EXERCISE INPUTS:
★ ★ ★ ★ ★
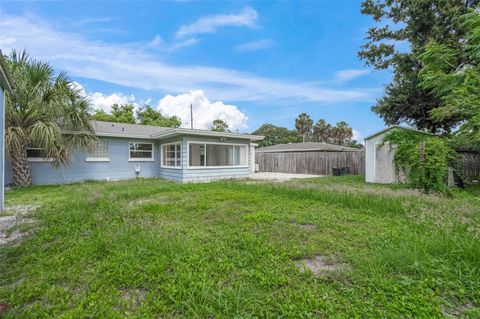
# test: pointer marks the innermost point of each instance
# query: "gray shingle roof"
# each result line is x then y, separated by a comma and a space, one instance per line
306, 147
127, 130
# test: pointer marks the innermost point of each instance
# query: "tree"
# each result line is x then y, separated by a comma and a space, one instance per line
303, 124
415, 22
148, 116
342, 133
120, 114
322, 131
453, 75
41, 107
276, 135
219, 125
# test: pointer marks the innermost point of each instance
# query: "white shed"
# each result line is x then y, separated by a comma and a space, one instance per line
★ ★ ★ ★ ★
TASK INSTRUCTIONS:
The output should consist of every entry above, printed exactly, with the images removed.

TASK ANSWER:
# test: pointer marks the innermost point of each instance
# query: "gray shingle roof"
# each result line is x then y, separated by a comma and a space, one instance per line
306, 147
127, 130
# test: pointer marks the innermost point of each instance
# query: "tree"
# each result line is x then y, separated by a comma and a space, one instance per line
303, 124
415, 22
148, 116
342, 133
120, 114
322, 131
453, 75
41, 107
276, 135
219, 125
# test: pointer marks the innermost point of each instance
# query: "white shed"
# each result line is x then y, separated by a comma and a space, one instance per line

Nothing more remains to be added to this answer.